-- WORK TASK --
Repeat the lines below exactly as they appear, but leave out the images.

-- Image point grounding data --
◇ ◇ ◇
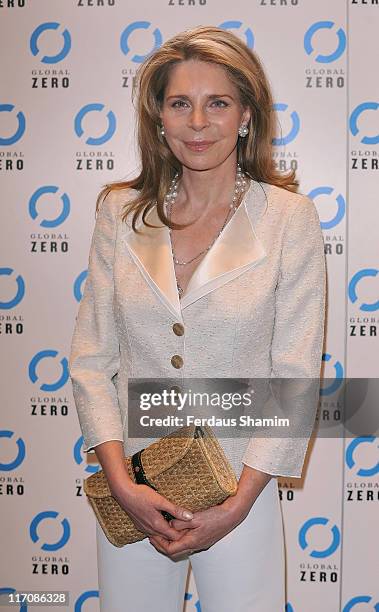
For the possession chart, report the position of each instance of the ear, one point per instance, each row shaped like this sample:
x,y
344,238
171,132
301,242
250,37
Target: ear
x,y
246,115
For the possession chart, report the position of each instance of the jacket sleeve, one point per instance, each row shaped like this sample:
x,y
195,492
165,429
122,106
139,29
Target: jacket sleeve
x,y
296,350
94,357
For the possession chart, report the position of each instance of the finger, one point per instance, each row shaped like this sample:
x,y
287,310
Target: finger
x,y
159,543
181,546
176,511
180,525
163,528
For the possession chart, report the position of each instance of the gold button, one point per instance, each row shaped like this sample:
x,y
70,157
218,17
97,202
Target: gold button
x,y
177,361
176,388
178,329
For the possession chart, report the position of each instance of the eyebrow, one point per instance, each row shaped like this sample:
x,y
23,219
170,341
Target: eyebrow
x,y
212,96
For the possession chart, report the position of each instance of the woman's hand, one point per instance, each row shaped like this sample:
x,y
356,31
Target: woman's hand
x,y
206,528
143,505
209,526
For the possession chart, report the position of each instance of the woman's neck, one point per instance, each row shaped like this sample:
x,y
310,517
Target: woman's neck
x,y
206,190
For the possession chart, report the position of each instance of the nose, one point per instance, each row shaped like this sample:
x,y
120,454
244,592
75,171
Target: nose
x,y
198,118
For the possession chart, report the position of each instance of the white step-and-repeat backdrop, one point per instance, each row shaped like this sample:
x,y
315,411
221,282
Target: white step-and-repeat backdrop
x,y
66,128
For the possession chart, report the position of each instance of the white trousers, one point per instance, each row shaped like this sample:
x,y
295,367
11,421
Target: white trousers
x,y
243,572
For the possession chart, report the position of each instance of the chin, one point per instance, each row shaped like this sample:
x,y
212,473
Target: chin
x,y
200,164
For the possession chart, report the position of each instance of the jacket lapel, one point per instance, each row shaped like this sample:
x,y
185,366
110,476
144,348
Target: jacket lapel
x,y
236,250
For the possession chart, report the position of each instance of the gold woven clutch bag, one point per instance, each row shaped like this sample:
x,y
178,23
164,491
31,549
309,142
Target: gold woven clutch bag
x,y
188,467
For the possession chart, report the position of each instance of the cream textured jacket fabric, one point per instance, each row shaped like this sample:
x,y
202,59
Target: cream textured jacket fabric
x,y
254,308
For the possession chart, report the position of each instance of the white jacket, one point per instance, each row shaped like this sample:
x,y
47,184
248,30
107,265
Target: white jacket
x,y
254,308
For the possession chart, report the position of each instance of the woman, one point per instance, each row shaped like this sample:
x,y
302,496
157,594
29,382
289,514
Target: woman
x,y
224,277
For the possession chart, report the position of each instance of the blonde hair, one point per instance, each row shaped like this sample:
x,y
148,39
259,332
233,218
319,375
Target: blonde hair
x,y
158,164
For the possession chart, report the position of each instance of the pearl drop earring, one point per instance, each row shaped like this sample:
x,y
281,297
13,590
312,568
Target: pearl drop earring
x,y
243,131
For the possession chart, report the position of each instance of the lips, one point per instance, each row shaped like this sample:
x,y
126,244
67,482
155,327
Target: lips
x,y
199,145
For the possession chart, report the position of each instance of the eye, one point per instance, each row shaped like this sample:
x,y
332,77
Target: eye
x,y
178,103
220,103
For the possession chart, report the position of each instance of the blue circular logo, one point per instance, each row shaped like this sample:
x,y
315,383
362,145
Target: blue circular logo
x,y
33,203
353,122
358,599
20,289
319,553
110,130
341,42
238,25
341,206
140,25
48,354
34,41
19,458
46,515
83,598
295,128
79,285
79,457
20,129
350,461
337,382
352,290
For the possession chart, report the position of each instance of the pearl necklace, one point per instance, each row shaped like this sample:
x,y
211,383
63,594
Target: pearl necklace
x,y
170,198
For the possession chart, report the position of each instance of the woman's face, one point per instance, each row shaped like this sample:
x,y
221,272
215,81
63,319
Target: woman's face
x,y
201,114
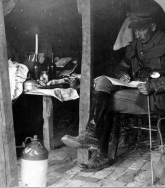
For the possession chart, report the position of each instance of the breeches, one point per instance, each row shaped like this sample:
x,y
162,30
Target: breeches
x,y
122,100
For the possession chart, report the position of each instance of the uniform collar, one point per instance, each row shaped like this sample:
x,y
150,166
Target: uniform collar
x,y
155,40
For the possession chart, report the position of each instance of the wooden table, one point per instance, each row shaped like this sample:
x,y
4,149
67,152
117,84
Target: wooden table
x,y
48,136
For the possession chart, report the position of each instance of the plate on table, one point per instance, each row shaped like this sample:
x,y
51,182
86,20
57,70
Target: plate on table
x,y
62,85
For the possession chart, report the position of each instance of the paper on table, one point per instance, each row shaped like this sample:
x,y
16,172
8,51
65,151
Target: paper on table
x,y
122,83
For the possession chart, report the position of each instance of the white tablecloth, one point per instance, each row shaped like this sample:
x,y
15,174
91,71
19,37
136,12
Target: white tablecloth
x,y
59,93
◇ ◇ ◇
-- TASK OUTPUT --
For the possession chart, report the position of each instance of the ear, one point per instance, each row shaped like this sample:
x,y
344,238
171,132
301,242
250,37
Target: ear
x,y
246,115
For the possession chart, report the position of each instance of the jacket sleeve, one point per instance, each row shaped like this sample:
x,y
195,492
165,429
122,106
139,29
Target: jacket sleeve
x,y
296,350
94,357
For the possession chart, report the position of each instance of the finger, one point per instance, each row shaped like this sample:
x,y
287,310
Target: finger
x,y
159,543
181,546
176,511
180,525
163,528
For the possession chart, report the position of each instance of the gold button, one point per instance, each row shaped like this sample:
x,y
70,157
218,17
97,202
Target: gold button
x,y
177,361
176,388
178,329
For the possession chart, report the position of each instance of the eyebrow, one point per instance, each row shaped like this sample:
x,y
23,219
170,341
Target: eyebrow
x,y
212,96
For the possession chart, report the position of each instance of the woman's hand, one point per instance, each row shaped like this sample:
x,y
356,31
Target: woman's hand
x,y
206,528
143,505
209,526
For the possession chart, report the position of each instance of the woman's neck, one point per instance, each row shaped like this sample:
x,y
310,517
Target: woman's neck
x,y
206,190
For the possession chart, report the position of each instance of the nose, one point per instance, each row shaped like this sample:
x,y
120,454
244,592
75,171
Target: nose
x,y
198,118
For the possession chart, report the position of each instance of the white step-and-repeat backdrop, one point per instance, each row shaped like this sample:
x,y
315,411
221,282
Target: white step-and-repeat backdrop
x,y
66,128
For the possession chart, report the position of each instance of the white trousers, one point per instance, each row shaped like this sample:
x,y
295,367
11,421
Target: white trousers
x,y
243,572
For the possession chart, report the position of each instance of the chin, one point per instance, each row shaped like this sample:
x,y
212,473
Target: chin
x,y
200,164
For the possession chart, report the position of each instance of the jacket lapel, one point per instance, each row shaped like this sample:
x,y
185,366
110,476
144,348
Target: jacket lapel
x,y
236,250
For the possession chart, report the position of each instance of the gold woven clutch bag, one point per instance, each row shaped like this sample:
x,y
178,23
164,491
31,549
309,142
Target: gold woven clutch bag
x,y
188,467
For the possession chart, report the position of each instance of the cream textured jacket fabric, one point per instance, each row shaped like this sample:
x,y
202,59
Target: cream textured jacket fabric
x,y
254,308
For the possession chart, report the position of each instance of the white jacket, one point per instance, each row shaped like this sample:
x,y
47,184
248,30
107,265
Target: white jacket
x,y
254,308
For the possession chart, report the position of each instance of the woman, one point per instance, each row shaped like this sample:
x,y
302,496
157,594
29,382
289,514
Target: woman
x,y
224,277
For the possession chart, report the position of each instance of the blonde hair, one point per instance, each row shaped like this sample:
x,y
148,39
259,332
233,218
319,375
Target: blonde hair
x,y
158,164
For the possession chart, report the position of each instance of the pearl drop earring, one point per instance, each row shaped like this sample:
x,y
281,297
13,590
312,568
Target: pearl drop earring
x,y
243,131
For the possession chart, report the position of each instance of the lips, one point per instance, each row shaped like this sample:
x,y
126,244
67,482
155,327
Target: lips
x,y
199,145
For the possession chart, report the position of each instance of the eye, one point per instance, each row shaped like this sample:
x,y
332,77
Target: eye
x,y
178,103
220,103
For the possession chart, report the position of each instance of the blue circular logo, one point per instance, each row shaped like this sample:
x,y
315,383
362,145
Target: blue circular logo
x,y
33,203
353,122
358,599
20,289
319,553
110,130
341,42
238,25
341,206
140,25
48,354
34,41
19,458
46,515
83,598
295,128
79,285
79,457
20,129
350,461
337,382
352,290
For the possession chart, report the position of each instance of the pearl necklace, one point per instance, each row shaped like this sample:
x,y
211,383
63,594
Target: pearl necklace
x,y
170,198
For the possession chart, report the position of each instance of the woman's face, one point per instance, each row shaped like this sample:
x,y
221,272
215,81
63,319
Target: woman's face
x,y
201,114
For the possession chart, report the position of each instance of the breeches, one point per instance, each row shaped like this sample:
x,y
162,30
Target: breeches
x,y
122,100
For the possession chart, report the position of each instance of the uniform collar, one point per instance, each row shaped like this sample:
x,y
150,166
Target: uniform collar
x,y
155,40
For the possession chart, report the position of each instance of the wooden table, one point per instance, each row shaped like this sample:
x,y
4,149
67,152
117,84
Target: wooden table
x,y
48,136
For the possession chart, report the position of each instance of the plate on table, one point per instance, each row shaped like this sample:
x,y
51,182
86,20
57,70
Target: plate on table
x,y
62,85
For the possession chart, report the position of each instance of the paper on table, one point per instance, each row shaped like this sample:
x,y
16,172
8,51
65,151
Target: paper on table
x,y
122,83
For the possession chart, report the position of each instance of the white tablecloth, one point per instance, each row shaped like this sample:
x,y
15,174
91,71
19,37
136,12
Target: white tablecloth
x,y
59,93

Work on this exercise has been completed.